**PROBLEM TO SOLVE:**
Pick up the account of Chuck's hip trouble where it ends and keep writing it.

**TEXT:**
========

Chuck began to notice other issues. His hearing was starting to go and, despite losing 65 pounds in a fitness binge, suddenly experienced being out of breath from just mild exertion. 
“I chalked it up to age, to lifestyle, to my MP3 player,” he shrugged. “That’s how it is when you get older. Things start to go. I get that. I just assumed it was part of the process. I was just an early bloomer.”
Then Chuck’s hip began to make strange noises. It was a squeaking sound that only occurred occasionally when he was crouching or shifting his weight while twisting his hip. 
“It was kind of embarrassing because it sounded like I was passing gas,” Chuck admitted. “but I thought I should advise my doctor so he could add it to my chart. Of course I couldn’t reproduce it in his office no matter how much I bent and twisted. Shortly after, however, when my hip became sore enough I had to use a cane for a week, he decided it was time for an x-ray.”
“I was greatly relieved when the x-ray appeared to show everything was where it should be. The doctor insisted that I go for blood and urine tests, though, ‘just to be sure’. When the tests came back, however, the results were anything but routine.  According to the doctor, a person with a metal prosthesis could expect to have a chromium count of 10. Chuck’s was 1200. The doctor assured Chuck it may be a testing anomaly and the urine sample will tell the true tale.

========

Stored entries:
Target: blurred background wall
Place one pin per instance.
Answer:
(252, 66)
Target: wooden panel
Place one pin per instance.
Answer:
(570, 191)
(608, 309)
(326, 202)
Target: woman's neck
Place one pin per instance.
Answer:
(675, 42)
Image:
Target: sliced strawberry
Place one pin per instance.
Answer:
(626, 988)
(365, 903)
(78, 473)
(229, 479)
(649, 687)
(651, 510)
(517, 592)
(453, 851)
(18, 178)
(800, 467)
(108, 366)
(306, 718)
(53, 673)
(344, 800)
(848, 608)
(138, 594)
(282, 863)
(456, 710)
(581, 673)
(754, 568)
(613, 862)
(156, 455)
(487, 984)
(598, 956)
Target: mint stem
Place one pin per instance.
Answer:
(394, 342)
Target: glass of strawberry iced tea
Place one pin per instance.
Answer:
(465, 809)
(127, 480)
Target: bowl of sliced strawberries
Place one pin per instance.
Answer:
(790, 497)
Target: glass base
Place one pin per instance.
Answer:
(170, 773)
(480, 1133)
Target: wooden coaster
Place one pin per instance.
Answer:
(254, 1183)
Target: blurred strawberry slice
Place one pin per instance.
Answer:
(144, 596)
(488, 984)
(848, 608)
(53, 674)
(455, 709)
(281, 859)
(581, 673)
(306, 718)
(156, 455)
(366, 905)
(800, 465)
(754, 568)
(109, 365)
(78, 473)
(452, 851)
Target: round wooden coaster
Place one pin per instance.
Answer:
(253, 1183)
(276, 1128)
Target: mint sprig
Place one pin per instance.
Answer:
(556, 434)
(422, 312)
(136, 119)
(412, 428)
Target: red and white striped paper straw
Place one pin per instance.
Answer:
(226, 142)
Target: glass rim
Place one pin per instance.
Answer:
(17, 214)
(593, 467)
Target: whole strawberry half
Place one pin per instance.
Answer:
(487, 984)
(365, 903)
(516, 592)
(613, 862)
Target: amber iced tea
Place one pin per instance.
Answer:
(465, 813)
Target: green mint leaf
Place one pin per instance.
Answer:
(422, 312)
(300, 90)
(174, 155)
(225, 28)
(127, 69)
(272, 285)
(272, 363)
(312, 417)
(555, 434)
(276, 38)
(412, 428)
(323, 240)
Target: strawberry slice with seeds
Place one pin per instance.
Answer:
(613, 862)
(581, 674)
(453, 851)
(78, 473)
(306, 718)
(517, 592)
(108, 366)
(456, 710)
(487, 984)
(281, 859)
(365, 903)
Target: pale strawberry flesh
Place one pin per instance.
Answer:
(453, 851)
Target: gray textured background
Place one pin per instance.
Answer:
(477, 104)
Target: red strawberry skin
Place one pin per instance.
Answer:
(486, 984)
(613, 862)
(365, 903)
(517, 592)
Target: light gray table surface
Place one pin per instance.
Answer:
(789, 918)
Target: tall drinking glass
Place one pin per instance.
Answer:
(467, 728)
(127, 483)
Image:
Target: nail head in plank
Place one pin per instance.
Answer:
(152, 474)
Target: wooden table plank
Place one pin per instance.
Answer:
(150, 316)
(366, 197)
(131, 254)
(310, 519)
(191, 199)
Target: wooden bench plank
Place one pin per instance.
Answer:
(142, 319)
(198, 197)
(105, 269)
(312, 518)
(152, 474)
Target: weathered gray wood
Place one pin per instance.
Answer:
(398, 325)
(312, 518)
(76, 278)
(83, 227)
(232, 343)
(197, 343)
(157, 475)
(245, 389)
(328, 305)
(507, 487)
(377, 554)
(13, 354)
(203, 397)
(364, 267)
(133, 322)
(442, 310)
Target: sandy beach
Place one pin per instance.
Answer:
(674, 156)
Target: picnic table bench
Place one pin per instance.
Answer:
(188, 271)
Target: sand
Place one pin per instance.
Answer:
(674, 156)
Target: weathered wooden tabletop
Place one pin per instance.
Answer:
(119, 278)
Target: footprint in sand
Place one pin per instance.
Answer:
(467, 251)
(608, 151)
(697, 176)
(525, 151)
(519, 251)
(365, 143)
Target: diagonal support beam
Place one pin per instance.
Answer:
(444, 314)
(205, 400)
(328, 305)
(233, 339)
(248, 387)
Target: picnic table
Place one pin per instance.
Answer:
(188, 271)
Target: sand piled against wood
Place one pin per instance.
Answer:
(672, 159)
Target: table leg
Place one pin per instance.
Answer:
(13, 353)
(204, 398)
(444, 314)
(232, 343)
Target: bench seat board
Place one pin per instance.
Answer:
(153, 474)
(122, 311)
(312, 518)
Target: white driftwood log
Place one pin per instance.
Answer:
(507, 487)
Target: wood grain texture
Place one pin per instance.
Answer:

========

**RESULT BELOW:**
It did. His count was 1229. Chuck’s hip was slowly, steadily poisoning his body. 
Unfortunately, Chuck is not alone with this problem.
Across North America, numerous law suits have commenced as a result of problems associated with the new MoM hip replacements. These appliances had received practically no governmental health department scrutiny in either the US or Canada, because they were only considered to be a small adjustment to an already existing design.
In the US there are at least four class action suits going ahead with various hip manufacturers, including DePuy, Zimmer and Stryker.  There are a minimum of three similar suits in Canada moving forward, as well. Some reports indicate some of the health problems associated with elevated chromium levels, such as soreness and other joint issues but the neurological issues are more complex. Heavy metals tend to remain in the body once they enter and the effects of them are serious and can even be lethal. They include visual impairment, deafness, mutated sperm, mood disorders, respiratory problems, liver,  kidney and neurological damage, as well as an elevated incidence of cancer.
So what do you do if you’ve had a hip implant?
“Go see your doctor immediately, “advises Chuck. “If you have a metal-on-metal joint, get the chromium and cobalt testing and an x-ray. Make sure you notify your primary health care practitioner of any changes in your physical and mental well being. Insist they monitor your blood closely, especially if you do experience any unexpected health issues.”
“Most importantly, however,” continued Chuck, “we have to pressure our own government to force these hip companies to track customers in the event of  a recall, as they’re doing in the US. Even if a company puts out a faulty product, there is nothing to compel them to let their customers know about it. Even car companies have to advise you of recalls. Why not these guys?”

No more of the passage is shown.